───── Records for the task ─────

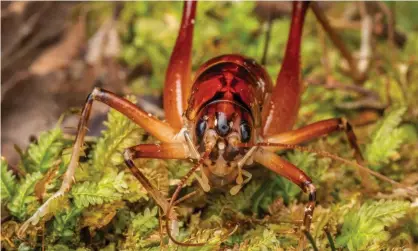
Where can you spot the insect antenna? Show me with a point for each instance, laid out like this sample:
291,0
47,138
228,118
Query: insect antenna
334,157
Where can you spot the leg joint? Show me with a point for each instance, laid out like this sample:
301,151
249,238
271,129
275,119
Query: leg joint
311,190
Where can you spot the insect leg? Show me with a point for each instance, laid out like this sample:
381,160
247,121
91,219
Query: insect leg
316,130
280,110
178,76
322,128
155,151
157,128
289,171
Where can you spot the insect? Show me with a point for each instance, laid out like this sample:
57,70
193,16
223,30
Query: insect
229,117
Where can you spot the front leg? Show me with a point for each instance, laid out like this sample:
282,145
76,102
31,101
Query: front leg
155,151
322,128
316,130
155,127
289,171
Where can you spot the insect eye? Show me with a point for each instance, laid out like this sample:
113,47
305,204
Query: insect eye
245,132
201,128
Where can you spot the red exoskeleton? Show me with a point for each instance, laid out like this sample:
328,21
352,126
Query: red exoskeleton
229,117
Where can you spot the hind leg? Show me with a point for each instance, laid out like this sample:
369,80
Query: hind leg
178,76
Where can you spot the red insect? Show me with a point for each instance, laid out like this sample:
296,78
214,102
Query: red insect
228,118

─────
───── Records for the task ─────

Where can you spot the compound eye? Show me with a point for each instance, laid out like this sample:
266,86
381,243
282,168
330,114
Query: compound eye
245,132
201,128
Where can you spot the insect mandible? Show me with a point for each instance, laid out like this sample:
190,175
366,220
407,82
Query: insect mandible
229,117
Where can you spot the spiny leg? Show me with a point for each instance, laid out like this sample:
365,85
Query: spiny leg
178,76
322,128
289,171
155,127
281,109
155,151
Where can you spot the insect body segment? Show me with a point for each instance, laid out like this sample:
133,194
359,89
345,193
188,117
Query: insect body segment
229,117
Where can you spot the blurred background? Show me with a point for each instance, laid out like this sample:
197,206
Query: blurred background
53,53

─────

> _What you are asked to do_: Count the lines of the data above that contain the word "blurred". Give only the number.

> _Answer for the task_: 2